Coordinate annotation entries
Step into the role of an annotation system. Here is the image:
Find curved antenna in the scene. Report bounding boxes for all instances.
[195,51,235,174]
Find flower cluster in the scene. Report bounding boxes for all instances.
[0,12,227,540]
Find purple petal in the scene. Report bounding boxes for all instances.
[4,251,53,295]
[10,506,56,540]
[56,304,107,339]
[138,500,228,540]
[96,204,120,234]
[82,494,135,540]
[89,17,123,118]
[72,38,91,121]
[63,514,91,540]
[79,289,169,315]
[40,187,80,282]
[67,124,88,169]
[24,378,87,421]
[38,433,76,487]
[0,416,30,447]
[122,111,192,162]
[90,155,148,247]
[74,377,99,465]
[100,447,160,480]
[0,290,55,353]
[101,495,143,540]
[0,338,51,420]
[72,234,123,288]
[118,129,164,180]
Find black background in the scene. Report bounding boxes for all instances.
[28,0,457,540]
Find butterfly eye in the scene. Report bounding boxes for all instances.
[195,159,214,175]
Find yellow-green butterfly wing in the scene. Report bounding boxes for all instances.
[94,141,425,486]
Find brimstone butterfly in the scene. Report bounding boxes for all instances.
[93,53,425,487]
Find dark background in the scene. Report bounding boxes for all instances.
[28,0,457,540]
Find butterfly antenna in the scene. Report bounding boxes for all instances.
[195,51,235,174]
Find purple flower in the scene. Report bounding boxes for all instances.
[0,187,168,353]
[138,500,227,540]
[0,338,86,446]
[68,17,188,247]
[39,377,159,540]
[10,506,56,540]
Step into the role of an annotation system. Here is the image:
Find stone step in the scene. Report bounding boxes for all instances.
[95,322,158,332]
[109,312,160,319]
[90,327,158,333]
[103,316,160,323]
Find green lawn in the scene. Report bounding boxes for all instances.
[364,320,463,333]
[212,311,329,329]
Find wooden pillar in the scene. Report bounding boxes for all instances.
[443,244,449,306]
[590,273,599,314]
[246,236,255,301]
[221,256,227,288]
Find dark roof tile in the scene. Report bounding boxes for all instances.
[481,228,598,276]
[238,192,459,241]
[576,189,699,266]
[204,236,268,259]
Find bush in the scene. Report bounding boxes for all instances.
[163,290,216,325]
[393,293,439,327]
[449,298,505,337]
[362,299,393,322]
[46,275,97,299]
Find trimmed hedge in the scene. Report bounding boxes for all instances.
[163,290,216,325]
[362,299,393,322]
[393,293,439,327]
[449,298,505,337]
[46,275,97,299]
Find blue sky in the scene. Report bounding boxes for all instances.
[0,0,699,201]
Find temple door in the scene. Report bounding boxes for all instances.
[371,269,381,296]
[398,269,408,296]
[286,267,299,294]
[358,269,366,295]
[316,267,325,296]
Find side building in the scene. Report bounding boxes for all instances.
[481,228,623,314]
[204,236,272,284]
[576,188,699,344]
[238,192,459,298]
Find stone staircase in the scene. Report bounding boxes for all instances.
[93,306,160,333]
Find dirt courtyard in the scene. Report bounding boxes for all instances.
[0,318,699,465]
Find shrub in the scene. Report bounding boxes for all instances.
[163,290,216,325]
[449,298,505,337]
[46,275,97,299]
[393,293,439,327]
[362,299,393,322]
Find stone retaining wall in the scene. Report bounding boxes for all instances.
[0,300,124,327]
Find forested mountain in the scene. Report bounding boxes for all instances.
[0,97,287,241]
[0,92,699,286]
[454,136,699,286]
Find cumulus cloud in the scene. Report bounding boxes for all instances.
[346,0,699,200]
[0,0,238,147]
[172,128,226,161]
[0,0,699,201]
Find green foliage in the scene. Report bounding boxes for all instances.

Written request:
Add 30 to every bounding-box coordinate in the records from the line containing "Find flower cluster" down to the line containing "[221,256,227,288]", both included. Write out all of those lines again, keeping every line without coordinates unchanged.

Answer to this exercise:
Find flower cluster in the scene. Report bounding boxes for all instances.
[30,42,257,570]
Find purple petal in the scene. Report bounding boxes for all instances.
[34,281,83,325]
[40,536,86,570]
[86,334,137,369]
[168,530,258,570]
[126,234,150,264]
[112,524,165,570]
[119,47,153,148]
[102,68,121,151]
[93,544,121,570]
[109,319,199,345]
[70,217,110,312]
[97,154,118,199]
[54,408,117,451]
[68,463,106,517]
[30,446,60,477]
[152,141,222,192]
[120,185,178,277]
[104,407,129,495]
[130,477,190,510]
[30,320,85,383]
[131,525,173,570]
[30,368,81,450]
[102,264,153,318]
[148,159,194,210]
Find black background in the scene. Report bounding boxes for all instances.
[58,30,487,570]
Find butterfly eye in the scene. Report bounding boxes for all instances.
[225,189,244,205]
Find yellow-green butterfly wing in the scene. Report bounding boxes for all instances.
[124,171,455,516]
Find brimstone butterfly in the scene. Report bounding boxes for all instances.
[123,83,455,517]
Find dark background in the scene. Report bounding boxes for all instances.
[58,30,487,570]
Find butterfly antenna in the scene. Report bounding boxes for all instances.
[225,81,265,204]
Find purple flower in the scene. Report bounding boxes for all instances.
[30,217,198,383]
[168,530,257,570]
[30,368,116,476]
[98,47,218,277]
[69,407,189,570]
[40,536,86,570]
Step into the role of an annotation system. Here is the image:
Find stone step in the scene. Report bounding boxes for all instances.
[125,352,188,362]
[139,342,190,349]
[120,357,188,363]
[133,346,190,353]
Find green lawn in the scene. Report bounding boxes for all instances.
[394,350,493,363]
[242,341,359,359]
Find wooden pillar in the scene. Report bounding boxes for all instances.
[473,274,479,336]
[620,303,629,344]
[276,266,285,331]
[251,286,257,318]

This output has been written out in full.